### WHAT YOU WILL DO
Start at the top and transcribe every record through the final line exactly.
*** Opening AVAILABLE DATA ***
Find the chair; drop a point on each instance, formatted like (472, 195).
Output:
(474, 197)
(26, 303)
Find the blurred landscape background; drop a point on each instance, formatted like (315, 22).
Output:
*** Closing AVAILABLE DATA ***
### RESULT OF THIS TASK
Find the chair; drop a point on each instance, formatted like (472, 195).
Output:
(474, 197)
(26, 303)
Find the blurred landscape background; drop a point on each instance, formatted like (315, 22).
Output:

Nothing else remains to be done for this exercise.